It was in 1819 that a controversy arose over the question, Was Pope a poet? To have asked that in 1719 would have indicated that the questioner was ignorant; to have asked it a half century later might have raised a doubt as to his sanity, for by that time Pope was acclaimed as a master by the great majority of poets in England and America. We judge now, looking at him in perspective and comparing him with Chaucer or Burns, that he was not a great poet but simply the kind of poet that the age demanded. He belongs to eighteenth-century London exclusively, and herein he differs from the master poets who are at home in all places and expressive of all time.

Life

Pope is an interesting but not a lovable figure. Against the petty details of his life we should place, as a background, these amazing achievements: that this poor cripple, weak of body and spiteful of mind, was the supreme literary figure of his age; that he demonstrated how an English poet could live by his pen, instead of depending on patrons; that he won greater fame and fortune than Shakespeare or Milton received from their contemporaries; that he dominated the fashion of English poetry during his lifetime, and for many years after his death.

• What to work on:
1. In the passage on Pope, rewrite the section that starts at "Pope is an interesting" and ends after "after his death.", changing "patrons" to "sponsors".
2. According to the passage on Pope, why might asking "Was Pope a poet?" half a century after 1719 have raised doubts about the questioner's sanity?
3. Continue the passage on Pope from its final sentence.

• Supplied data:
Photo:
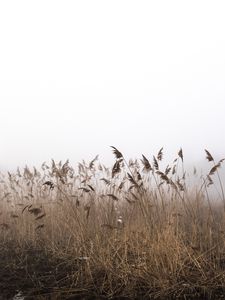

• Results in order:
1.
Pope is an interesting but not a lovable figure. Against the petty details of his life we should place, as a background, these amazing achievements: that this poor cripple, weak of body and spiteful of mind, was the supreme literary figure of his age; that he demonstrated how an English poet could live by his pen, instead of depending on sponsors; that he won greater fame and fortune than Shakespeare or Milton received from their contemporaries; that he dominated the fashion of English poetry during his lifetime, and for many years after his death.

2. By then, the great majority of poets in England and America hailed Pope as a master.

3.
The Writer

Such are the important facts of Pope's career. For the rest: he was born in London, in the year of the Revolution (1688). Soon after that date his father, having gained a modest fortune in the linen business, retired to Binfield, on the fringe of Windsor Forest. There Pope passed his boyhood, studying a little under private tutors, forming a pleasurable acquaintance with Latin and Greek poets. From fourteen to twenty, he tells us, he read for amusement; but from twenty to twenty-seven he read for "improvement and instruction." The most significant traits of these early years were his determination to be a poet and his talent for imitating any writer who pleased him. Dryden was his first master, from whom he inherited the couplet, then he imitated the French critic Boileau and the Roman poet Horace. By the time he was twenty four the publication of his Essay on Criticism and The Rape of the Lock had made him the foremost poet of England. By his translation of Homer he made a fortune, with which he bought a villa at Twickenham. There he lived in the pale sunshine of literary success, and there he quarreled with every writer who failed to appreciate his verses, his jealousy overflowing at last in The Dunciad (Iliad of Dunces), a witty but venomous lampoon, in which he took revenge on all who had angered him.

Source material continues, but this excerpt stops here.